** Start Data supplied **

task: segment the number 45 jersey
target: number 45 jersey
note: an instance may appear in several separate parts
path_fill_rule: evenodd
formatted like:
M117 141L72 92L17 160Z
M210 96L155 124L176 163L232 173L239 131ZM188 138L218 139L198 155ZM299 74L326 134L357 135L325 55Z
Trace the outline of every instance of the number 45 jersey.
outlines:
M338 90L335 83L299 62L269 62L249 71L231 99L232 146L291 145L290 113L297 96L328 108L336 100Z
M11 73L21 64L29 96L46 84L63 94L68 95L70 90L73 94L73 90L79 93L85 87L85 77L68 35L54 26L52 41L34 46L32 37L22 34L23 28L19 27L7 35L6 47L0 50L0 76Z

** End Data supplied **

To do: Arrange the lines of the material, from the first line through the line that contains "M210 96L155 124L176", as a Markdown table with the columns Row and Line. Include both end lines and leave out any blank lines.

Written solution:
| Row | Line |
|---|---|
| 1 | task: segment the number 45 jersey |
| 2 | target: number 45 jersey |
| 3 | note: an instance may appear in several separate parts |
| 4 | path_fill_rule: evenodd |
| 5 | formatted like: |
| 6 | M117 141L72 92L17 160Z |
| 7 | M210 96L155 124L176 163L232 173L239 131ZM188 138L218 139L198 155ZM299 74L326 134L357 135L325 55Z |